# SOURCE TEXT start
0

To insert an item at position 0 in scheme I can do the following:

(define 1-to-3 (cons 1 (cons 2 (cons 3 nil))))
(cons 100 1-to-3)
; (100 1 2 3)

Is there a built-in way to insert an element at the end of a list (i.e., append it to the list)?

Will Ness
  • 70,110
  • 9
  • 98
  • 181
David542
  • 104,438
  • 178
  • 489
  • 842
  • 1
    just a comment: If you need to regularly add to the end of a data structure, a list will not serve you well. – tf3 May 24 '21 at 10:03
  • @tf3 what's a better lisp-data-structure in that case? Or do you just mean using something like a singly-linked-list instead (if so, how would that work in Lisp?) – David542 May 24 '21 at 17:55
  • 2
    Isn’t a lisp list really a singly linked list, that’s why we go the whole length of the list to get to the end? You need a queue data structure, which is just a list but wherein you also have a pair containing references to the first and the last element of that list. So you can reach the end of the list in constant time, and *mutate* the cdr of the last pair to point to a new pair. (You won’t be mutating anything in chapter 2, chapter 3 introduces mutation) – tf3 May 24 '21 at 19:34
  • cf. https://stackoverflow.com/questions/13255731/tail-recursive-function-appending-element-to-list – Will Ness May 27 '21 at 16:36

4 Answers4

2

Use append

There is no built-in way to add an item to the end of a list in standard Scheme. If this is something that you really need to do, but infrequently, you can use append:

;;; Using append: linear in the length of the list `xs`.
(define (append-item xs x)
  (append xs (list x)))

> (append-item '(1 2 3 4) 5)
(1 2 3 4 5)

Pick a Better Data Structure

If you need to add a lot of items to the ends of lists, append will become expensive since it has linear time complexity. The specific use case will guide your choices here; if the goal is to build a list from the end instead of from the front then it may be best to cons up the list and reverse it, as discussed by @Sylwester. If instead you need to be able to add and remove elements from both ends of a list, you might consider a double-ended queue. You can roll your own, or you may be able to use a preexisting library such as SRFI 117 or SRFI 134.

There is no way to get the last pair of a list without either walking the list, maintaining an index, or maintaining a pointer to the last pair of the list in Scheme. You can walk a list directly (but have linear time complexity); you can get constant time complexity by maintaining state (e.g., an index or tail pointer). When you start down this path, you will likely want to create some sort of data structure that abstracts the details. A deque is one example of such a data structure, but as @WillNess has observed, that may be more data structure than you need. A simpler data structure could be created, but the details would depend on an actual use case.

Mutation on a List

You can use mutation to add an element to the end of a list, but this is not idiomatic in Scheme, and it is probably a bad idea, anyway. (Although you might find mutation used in an implementation of a deque or similar data structure). You could mutate the last pair in the input list, using set-cdr! to attach a list containing the new element, like this:

;;; Using `set-cdr!`: this is still linear in the length of `xs`, since it
;;; requires `length`.
(define (append-item! xs x)
  (set-cdr! (list-tail xs (- (length xs) 1)) (list x))
  xs)

> (append-item! (list 1 2 3 4) 5)
(1 2 3 4 5)
> (append-item! (list 1 2 3 4) 5)
# SOURCE TEXT end
# EXCERPTED DATA start
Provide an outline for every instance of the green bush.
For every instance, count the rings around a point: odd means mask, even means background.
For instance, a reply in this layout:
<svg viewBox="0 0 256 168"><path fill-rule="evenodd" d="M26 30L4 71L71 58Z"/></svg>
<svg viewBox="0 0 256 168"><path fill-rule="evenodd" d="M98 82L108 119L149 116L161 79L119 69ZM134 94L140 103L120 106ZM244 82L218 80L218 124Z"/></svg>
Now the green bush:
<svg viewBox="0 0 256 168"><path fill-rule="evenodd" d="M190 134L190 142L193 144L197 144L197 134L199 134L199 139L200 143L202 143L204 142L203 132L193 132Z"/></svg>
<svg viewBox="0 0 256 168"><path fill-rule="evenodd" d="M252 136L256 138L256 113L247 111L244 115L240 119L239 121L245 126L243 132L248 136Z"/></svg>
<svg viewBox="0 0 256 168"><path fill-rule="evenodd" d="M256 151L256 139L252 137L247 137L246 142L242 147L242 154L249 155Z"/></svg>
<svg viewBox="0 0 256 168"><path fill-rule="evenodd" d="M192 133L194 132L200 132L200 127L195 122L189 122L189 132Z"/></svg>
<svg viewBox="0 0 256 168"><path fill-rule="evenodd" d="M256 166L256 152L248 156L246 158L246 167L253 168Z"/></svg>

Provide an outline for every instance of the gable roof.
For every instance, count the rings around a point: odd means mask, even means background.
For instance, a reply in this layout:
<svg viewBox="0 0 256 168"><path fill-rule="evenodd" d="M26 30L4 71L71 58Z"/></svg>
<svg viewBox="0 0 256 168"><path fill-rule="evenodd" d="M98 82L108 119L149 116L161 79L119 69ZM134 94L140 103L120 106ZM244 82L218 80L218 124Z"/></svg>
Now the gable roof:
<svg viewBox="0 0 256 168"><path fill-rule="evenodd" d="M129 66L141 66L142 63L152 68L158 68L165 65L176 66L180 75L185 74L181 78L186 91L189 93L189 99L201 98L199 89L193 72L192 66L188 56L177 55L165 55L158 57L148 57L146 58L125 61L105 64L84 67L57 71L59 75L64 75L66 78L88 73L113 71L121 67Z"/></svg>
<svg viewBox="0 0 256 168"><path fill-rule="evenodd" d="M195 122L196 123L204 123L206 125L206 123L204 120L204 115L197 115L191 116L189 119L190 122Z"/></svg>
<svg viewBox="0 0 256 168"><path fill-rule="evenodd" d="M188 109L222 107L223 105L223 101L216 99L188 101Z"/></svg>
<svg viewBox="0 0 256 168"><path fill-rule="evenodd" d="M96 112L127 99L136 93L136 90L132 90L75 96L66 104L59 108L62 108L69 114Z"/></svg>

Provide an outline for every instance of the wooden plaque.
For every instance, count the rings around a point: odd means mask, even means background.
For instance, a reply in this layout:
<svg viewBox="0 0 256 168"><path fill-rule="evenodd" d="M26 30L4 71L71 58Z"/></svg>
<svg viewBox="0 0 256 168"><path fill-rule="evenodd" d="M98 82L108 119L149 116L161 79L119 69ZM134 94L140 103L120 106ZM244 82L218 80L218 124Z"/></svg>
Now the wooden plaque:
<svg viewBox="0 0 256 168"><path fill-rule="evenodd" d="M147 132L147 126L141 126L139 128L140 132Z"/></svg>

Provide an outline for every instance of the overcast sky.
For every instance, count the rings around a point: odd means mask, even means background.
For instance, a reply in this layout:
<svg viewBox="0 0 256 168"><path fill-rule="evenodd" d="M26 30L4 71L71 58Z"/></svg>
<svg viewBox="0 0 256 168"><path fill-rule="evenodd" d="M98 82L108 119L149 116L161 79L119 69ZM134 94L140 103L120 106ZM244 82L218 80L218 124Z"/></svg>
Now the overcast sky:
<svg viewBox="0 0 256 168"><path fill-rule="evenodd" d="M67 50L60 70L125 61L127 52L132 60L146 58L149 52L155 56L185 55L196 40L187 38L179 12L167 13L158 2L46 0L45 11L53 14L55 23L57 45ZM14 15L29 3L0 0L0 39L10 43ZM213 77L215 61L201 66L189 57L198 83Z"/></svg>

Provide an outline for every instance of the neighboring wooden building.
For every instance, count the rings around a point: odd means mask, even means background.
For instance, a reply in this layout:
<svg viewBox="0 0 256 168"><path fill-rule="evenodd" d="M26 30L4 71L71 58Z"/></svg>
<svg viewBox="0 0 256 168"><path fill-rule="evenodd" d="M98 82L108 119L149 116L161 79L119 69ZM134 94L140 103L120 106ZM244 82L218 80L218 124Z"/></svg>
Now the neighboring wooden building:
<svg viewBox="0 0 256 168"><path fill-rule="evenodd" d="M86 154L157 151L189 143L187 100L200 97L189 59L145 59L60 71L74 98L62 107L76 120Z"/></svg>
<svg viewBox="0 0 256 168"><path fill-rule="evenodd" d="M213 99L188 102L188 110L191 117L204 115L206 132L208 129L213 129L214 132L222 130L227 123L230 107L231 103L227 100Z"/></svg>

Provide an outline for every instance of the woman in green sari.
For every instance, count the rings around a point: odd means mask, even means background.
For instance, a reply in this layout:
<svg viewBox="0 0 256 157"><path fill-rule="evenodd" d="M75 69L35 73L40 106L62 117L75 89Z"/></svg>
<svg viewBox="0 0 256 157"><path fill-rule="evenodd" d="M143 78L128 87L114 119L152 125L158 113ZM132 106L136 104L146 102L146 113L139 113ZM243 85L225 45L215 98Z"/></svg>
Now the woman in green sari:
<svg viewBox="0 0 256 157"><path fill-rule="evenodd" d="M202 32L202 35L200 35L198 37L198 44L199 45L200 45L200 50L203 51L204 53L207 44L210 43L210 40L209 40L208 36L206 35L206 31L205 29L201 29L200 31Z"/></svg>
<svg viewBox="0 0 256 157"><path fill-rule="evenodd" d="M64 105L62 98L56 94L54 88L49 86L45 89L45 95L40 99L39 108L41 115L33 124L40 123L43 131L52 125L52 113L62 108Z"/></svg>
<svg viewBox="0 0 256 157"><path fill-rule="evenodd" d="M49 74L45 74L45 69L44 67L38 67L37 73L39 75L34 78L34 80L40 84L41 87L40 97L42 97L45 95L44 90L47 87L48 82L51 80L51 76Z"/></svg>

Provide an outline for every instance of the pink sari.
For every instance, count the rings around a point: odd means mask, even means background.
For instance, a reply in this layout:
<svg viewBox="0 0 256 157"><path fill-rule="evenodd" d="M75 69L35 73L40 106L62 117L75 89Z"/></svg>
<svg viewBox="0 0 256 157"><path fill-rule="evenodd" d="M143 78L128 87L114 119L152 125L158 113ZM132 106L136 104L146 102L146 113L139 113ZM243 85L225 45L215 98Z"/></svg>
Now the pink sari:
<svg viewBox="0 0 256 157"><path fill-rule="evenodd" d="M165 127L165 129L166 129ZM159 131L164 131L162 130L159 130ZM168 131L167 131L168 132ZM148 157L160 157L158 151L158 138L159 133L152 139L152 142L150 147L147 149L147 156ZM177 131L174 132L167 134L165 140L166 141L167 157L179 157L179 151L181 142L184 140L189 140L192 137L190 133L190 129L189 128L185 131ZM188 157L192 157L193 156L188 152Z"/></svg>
# EXCERPTED DATA end
# EXCERPTED DATA start
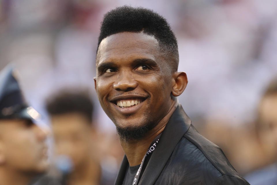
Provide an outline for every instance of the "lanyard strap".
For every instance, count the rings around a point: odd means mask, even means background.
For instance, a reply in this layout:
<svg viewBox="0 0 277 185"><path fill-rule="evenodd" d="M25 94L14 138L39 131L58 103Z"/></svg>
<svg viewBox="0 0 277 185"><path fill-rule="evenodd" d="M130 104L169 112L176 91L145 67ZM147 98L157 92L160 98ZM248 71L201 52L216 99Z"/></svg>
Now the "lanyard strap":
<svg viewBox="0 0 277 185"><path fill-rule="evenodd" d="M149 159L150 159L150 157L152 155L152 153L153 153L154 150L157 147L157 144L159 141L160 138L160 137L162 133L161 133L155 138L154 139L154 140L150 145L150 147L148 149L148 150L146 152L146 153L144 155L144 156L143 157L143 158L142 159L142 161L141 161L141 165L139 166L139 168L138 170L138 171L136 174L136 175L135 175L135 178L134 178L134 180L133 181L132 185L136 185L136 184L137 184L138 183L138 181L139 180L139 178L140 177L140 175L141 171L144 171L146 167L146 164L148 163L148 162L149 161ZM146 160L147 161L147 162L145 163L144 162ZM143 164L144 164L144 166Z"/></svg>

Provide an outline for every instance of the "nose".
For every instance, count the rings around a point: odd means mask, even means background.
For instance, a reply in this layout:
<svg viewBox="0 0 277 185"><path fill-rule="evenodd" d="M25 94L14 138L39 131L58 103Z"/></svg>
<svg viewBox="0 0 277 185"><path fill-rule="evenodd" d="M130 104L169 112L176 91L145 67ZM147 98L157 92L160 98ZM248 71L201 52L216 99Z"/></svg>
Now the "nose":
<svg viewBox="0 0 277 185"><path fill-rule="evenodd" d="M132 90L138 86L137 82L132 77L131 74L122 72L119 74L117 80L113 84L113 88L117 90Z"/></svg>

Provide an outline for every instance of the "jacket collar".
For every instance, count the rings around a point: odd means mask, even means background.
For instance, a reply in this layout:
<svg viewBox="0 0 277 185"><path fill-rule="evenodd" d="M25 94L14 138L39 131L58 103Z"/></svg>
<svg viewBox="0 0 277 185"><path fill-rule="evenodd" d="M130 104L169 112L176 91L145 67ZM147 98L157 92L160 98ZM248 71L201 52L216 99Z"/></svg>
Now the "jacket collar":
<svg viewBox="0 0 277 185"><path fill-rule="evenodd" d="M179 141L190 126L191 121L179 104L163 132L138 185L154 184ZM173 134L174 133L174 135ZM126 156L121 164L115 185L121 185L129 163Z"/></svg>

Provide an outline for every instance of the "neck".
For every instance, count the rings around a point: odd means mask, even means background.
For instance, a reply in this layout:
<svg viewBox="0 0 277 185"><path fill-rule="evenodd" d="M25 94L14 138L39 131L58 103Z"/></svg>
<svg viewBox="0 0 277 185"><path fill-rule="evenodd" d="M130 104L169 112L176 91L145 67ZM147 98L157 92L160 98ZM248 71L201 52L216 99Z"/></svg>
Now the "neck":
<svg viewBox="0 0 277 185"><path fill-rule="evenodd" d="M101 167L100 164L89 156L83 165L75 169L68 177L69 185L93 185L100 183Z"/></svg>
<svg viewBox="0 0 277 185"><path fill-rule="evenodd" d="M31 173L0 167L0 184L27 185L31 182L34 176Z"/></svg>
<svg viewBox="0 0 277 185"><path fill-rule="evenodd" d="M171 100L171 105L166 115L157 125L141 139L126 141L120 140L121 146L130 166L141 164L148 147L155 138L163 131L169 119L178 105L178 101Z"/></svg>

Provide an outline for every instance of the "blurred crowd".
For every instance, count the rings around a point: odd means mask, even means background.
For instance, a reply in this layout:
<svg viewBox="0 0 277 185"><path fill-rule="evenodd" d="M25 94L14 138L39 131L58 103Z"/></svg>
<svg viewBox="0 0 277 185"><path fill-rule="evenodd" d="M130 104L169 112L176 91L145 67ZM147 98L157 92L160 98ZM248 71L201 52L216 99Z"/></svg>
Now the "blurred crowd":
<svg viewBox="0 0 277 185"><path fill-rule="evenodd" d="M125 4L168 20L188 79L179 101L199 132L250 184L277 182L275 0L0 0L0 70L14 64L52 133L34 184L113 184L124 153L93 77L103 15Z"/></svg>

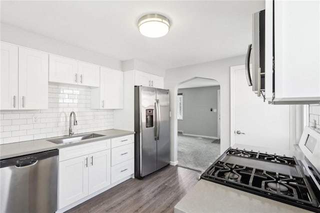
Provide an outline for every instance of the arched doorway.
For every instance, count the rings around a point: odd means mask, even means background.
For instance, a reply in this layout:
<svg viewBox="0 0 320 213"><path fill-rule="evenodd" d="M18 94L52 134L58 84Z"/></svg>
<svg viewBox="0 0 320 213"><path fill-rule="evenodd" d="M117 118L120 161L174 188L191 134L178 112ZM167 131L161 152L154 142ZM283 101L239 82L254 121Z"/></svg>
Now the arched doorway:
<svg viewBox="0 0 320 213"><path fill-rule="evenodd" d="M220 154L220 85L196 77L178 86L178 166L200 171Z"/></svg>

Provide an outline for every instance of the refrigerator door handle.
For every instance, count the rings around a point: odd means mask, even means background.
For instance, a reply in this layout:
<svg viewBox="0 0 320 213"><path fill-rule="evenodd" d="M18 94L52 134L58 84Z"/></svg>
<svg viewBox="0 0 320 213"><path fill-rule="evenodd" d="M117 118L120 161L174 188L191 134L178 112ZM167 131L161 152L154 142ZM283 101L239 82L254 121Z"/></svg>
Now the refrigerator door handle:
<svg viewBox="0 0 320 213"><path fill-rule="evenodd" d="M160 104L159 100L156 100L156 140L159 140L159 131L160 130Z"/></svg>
# EXCERPTED DATA end
# EXCERPTED DATA start
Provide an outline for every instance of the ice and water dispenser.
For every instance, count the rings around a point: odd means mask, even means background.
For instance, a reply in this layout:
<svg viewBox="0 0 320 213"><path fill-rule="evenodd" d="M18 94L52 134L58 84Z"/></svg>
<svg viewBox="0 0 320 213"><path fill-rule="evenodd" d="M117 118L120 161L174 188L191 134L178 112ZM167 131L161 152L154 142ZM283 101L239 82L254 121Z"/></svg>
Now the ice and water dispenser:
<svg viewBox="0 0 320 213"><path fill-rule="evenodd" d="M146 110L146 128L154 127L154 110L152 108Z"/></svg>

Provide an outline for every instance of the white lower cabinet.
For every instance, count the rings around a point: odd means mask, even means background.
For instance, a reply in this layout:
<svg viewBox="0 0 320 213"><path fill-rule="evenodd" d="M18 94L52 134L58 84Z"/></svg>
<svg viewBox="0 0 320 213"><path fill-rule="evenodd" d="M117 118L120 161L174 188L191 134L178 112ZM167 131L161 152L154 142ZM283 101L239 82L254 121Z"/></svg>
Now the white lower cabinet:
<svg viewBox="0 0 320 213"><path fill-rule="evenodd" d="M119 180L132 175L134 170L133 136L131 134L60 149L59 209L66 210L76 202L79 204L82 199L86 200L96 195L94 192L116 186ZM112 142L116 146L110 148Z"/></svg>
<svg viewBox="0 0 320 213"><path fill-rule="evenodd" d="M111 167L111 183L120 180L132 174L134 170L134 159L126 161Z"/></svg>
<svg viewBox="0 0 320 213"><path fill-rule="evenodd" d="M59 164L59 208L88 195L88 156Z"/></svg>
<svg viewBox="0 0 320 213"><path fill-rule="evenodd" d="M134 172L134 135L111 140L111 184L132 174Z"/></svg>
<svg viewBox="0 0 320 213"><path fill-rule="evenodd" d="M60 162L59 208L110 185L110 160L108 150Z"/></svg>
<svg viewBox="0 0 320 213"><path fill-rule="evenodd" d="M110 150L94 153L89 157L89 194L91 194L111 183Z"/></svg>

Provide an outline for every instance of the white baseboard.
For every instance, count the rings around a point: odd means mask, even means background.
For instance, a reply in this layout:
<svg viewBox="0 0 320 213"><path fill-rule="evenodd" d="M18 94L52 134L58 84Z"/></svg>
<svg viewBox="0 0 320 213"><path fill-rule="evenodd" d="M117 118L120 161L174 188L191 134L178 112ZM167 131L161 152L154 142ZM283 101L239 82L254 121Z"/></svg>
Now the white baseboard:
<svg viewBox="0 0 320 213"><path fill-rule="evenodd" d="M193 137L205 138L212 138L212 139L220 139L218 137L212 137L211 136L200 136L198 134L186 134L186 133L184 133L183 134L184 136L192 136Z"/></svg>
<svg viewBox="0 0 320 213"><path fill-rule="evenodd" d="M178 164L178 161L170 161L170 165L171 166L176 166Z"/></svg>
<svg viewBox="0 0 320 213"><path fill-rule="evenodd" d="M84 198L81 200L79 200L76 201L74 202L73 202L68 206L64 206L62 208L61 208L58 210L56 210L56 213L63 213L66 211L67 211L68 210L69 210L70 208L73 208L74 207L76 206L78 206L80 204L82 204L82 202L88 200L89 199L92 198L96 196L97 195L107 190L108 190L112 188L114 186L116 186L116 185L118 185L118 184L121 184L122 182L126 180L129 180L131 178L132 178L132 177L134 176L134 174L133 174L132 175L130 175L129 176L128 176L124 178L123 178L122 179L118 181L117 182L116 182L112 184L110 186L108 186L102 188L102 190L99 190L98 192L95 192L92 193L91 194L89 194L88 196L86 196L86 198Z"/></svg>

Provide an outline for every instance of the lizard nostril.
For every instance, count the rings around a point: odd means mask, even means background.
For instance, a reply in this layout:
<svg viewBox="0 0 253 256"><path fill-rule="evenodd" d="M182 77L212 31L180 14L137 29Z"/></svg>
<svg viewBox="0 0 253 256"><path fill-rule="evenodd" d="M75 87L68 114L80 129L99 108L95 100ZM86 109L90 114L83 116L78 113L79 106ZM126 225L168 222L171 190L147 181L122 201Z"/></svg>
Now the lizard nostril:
# EXCERPTED DATA end
» WHAT YOU WILL DO
(1) In the thread on adding to a Scheme list, which two libraries are named as possible ready-made double-ended queues?
(2) Reproduce everything in the thread on adding to a Scheme list from "Mutation on a" down to "(append-item! xs x)".

» CORRECT ANSWERS
(1) SRFI 117 and SRFI 134.

(2)
Mutation on a List

You can use mutation to add an element to the end of a list, but this is not idiomatic in Scheme, and it is probably a bad idea, anyway. (Although you might find mutation used in an implementation of a deque or similar data structure). You could mutate the last pair in the input list, using set-cdr! to attach a list containing the new element, like this:

;;; Using `set-cdr!`: this is still linear in the length of `xs`, since it
;;; requires `length`.
(define (append-item! xs x)